ПРЕДОСТАВЛЕННЫЙ ОТРЫВОК:
⟨

Рождение супрематизма
С наступлением XX века в искусстве все с большей и большей интенсивностью вершились грандиозные процессы рождения новой эпохи, равной по значимости Ренессансу. Тогда произошло революционное открытие реальности, окружающего мира, сейчас — художники с невероятным напряжением утверждали «новую реальность», полновластными творцами которой являлись они сами и которая, по их мнению, была абсолютно равноправна с действительностью.

⟩

Выведите полностью отрывок о рождении супрематизма, приведенный выше, ничего в нем не меняя.

ИСХОДНЫЕ ДАННЫЕ:
⟨

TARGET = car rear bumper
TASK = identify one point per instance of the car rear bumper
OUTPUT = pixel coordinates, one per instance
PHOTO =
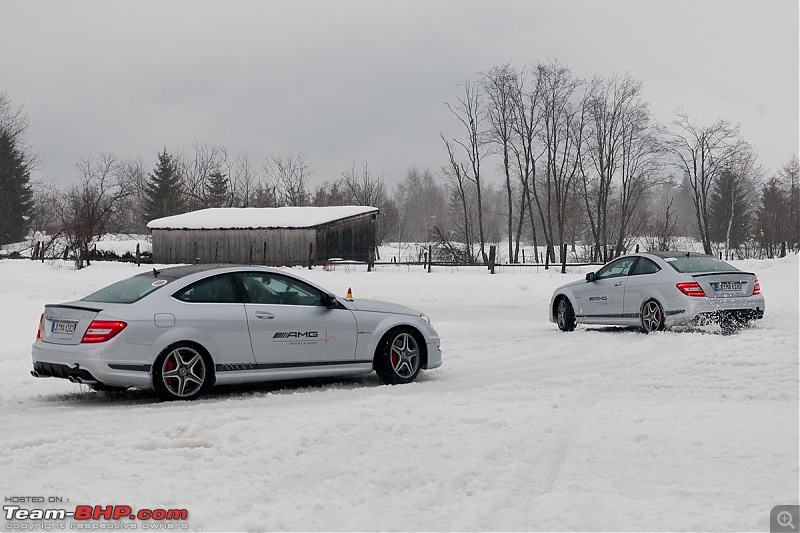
(699, 311)
(95, 365)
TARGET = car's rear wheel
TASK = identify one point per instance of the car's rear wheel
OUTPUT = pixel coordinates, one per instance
(398, 358)
(182, 372)
(652, 316)
(565, 314)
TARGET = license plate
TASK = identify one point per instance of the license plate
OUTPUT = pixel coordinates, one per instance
(63, 327)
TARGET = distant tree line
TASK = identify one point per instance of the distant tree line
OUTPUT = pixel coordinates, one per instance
(584, 163)
(541, 159)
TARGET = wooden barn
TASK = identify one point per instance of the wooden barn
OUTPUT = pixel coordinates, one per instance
(265, 236)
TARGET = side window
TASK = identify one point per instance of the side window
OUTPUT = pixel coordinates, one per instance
(616, 269)
(644, 266)
(274, 289)
(216, 289)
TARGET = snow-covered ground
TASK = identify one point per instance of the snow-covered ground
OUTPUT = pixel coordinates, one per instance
(523, 427)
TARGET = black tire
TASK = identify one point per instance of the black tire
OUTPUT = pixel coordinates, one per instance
(565, 314)
(183, 371)
(652, 316)
(398, 357)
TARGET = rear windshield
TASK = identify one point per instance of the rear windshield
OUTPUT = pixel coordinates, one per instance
(126, 291)
(692, 265)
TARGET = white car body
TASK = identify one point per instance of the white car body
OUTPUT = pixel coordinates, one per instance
(246, 340)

⟩

ПРАВИЛЬНЫЙ ОТВЕТ:
Рождение супрематизма
С наступлением XX века в искусстве все с большей и большей интенсивностью вершились грандиозные процессы рождения новой эпохи, равной по значимости Ренессансу. Тогда произошло революционное открытие реальности, окружающего мира, сейчас — художники с невероятным напряжением утверждали «новую реальность», полновластными творцами которой являлись они сами и которая, по их мнению, была абсолютно равноправна с действительностью.